* _WHAT TO DO_:
Please extract every line from the records below that contains the word "worker", treating uppercase and lowercase as different.

[Bounding box annotation entries]
-.-.-

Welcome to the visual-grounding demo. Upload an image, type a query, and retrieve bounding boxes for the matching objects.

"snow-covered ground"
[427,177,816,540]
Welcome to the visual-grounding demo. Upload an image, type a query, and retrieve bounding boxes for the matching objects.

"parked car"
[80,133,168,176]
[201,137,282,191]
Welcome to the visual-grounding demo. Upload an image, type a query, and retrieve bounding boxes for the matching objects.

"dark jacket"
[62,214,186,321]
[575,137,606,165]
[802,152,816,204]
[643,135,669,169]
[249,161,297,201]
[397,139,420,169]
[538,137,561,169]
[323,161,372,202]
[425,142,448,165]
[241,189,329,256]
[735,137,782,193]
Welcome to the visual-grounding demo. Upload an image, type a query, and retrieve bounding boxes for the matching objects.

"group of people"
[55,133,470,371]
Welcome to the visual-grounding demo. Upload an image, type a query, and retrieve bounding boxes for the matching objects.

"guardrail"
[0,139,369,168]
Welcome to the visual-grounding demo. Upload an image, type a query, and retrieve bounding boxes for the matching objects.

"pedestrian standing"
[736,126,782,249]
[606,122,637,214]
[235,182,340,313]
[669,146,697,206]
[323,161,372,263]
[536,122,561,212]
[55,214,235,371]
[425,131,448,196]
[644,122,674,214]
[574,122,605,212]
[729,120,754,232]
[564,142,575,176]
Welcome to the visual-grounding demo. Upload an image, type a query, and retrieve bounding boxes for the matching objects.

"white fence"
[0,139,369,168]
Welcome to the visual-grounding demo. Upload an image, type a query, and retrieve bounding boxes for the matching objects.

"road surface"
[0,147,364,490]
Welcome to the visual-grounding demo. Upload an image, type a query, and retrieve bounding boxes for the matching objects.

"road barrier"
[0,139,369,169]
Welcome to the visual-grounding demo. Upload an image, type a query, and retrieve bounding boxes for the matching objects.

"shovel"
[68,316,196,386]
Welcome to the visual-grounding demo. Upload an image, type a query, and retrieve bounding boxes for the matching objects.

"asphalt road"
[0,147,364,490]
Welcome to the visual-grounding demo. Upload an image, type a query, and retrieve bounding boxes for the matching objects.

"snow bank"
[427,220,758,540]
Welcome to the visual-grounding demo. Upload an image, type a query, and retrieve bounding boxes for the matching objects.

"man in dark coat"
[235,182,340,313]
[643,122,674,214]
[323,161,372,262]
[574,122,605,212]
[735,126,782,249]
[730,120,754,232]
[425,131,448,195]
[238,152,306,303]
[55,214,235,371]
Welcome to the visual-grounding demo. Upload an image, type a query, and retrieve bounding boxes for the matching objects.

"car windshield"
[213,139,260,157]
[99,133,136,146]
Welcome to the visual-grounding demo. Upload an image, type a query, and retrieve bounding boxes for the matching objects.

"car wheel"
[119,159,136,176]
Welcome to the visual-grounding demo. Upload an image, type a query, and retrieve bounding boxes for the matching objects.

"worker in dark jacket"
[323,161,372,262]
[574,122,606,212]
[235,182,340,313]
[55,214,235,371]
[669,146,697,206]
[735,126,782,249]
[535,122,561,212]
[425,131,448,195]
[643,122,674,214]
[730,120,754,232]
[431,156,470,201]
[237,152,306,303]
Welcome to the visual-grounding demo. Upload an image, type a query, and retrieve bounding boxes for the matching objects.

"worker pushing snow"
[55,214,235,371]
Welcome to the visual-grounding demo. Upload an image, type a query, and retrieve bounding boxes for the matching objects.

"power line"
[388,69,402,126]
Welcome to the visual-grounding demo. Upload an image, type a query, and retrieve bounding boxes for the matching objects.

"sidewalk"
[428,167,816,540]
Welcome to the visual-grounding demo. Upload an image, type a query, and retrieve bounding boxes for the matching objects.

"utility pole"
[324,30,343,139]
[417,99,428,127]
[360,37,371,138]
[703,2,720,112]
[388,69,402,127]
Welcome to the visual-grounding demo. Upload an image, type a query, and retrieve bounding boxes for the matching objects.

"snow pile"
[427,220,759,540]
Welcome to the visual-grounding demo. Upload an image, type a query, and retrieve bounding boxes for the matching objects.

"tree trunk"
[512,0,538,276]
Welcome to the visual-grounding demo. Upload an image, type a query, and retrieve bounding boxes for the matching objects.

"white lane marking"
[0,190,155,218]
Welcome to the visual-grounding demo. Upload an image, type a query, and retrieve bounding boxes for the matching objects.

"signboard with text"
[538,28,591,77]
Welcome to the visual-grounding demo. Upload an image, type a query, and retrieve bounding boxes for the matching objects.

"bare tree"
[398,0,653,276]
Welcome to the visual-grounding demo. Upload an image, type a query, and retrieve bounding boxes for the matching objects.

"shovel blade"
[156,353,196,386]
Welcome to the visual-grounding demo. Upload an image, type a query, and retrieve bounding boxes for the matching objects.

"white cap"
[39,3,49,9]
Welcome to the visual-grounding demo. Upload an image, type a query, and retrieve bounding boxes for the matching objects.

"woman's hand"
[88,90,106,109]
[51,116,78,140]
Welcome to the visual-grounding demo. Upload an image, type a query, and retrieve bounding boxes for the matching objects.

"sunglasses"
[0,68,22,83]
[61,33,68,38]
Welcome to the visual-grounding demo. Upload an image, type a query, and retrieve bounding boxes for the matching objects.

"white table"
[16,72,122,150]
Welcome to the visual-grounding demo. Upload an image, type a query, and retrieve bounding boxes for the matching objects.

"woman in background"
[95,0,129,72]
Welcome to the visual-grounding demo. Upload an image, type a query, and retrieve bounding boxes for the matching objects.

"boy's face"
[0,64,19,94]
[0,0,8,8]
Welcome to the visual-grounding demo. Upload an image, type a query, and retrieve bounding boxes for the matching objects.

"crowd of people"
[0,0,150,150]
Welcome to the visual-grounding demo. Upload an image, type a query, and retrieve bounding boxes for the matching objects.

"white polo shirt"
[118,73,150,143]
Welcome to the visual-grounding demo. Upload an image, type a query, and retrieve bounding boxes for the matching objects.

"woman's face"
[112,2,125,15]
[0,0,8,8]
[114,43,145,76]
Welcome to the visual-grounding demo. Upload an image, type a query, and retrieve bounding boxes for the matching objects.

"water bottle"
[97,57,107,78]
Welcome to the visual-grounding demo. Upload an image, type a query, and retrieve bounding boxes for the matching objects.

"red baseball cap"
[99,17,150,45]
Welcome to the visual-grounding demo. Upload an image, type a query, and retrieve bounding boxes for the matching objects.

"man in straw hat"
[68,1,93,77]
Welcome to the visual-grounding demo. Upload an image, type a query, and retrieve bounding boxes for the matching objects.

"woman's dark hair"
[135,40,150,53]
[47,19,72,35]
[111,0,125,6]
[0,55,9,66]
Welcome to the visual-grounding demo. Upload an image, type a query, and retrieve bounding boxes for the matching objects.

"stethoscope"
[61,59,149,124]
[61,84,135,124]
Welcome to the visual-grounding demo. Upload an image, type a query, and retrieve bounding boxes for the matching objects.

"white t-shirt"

-.-.-

* _TASK SOLUTION_:
"worker in dark jacket"
"worker pushing snow"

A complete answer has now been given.